Monday, October 13, 2014

Tables in the Wilderness, by Preston Yancey

The sub-title of the book gives a good description of what you are going to find, "A Memoir of God Found, Lost, and Found Again.

This is Preston Yancey’s story about his life within the home of a family whose father is a Pastor of a Southern Baptist Church in Texas. For those who don’t know this is about as Bible Belt as you can get and Preston was raised to know the Bible, to know about God and to understand the doctrine and life of the Southern Baptist Church.

He is not sure when he became a Christian, he states, “My mother says that there was a time when I was about three that she was pushing me around in a shopping cart in the store . . . . . I looked at her seriously and said, ‘I wanted to ask Jesus into my heart.’”

That comment should give you some insight; at an early age he knew the language of the church and the Western view of “asking Jesus into your heart.” What he didn’t understand was what that was going to entail.

This book will document his struggle with the church, with God and with doctrine. It is mostly about the time of his college years when he was attending Baylor University (a Baptist University). He will start attending an Episcopal church as well as the Baptist church and then even work with a few other students to start a church.

▸ What you have to do
Using the book review above, explain in one to three sentences why the reviewer says the shopping-cart comment "should give you some insight."

▸ Supplied material

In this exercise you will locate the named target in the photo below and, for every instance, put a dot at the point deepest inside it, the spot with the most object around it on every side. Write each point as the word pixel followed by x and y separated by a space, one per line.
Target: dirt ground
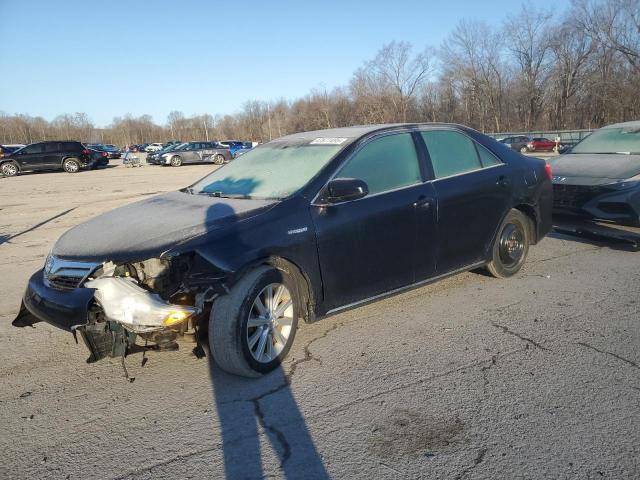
pixel 537 376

▸ Answer to this task
The comment shows that even at about three years old he already knew the church's language and the Western view of "asking Jesus into your heart." What he didn't yet understand was what that would entail.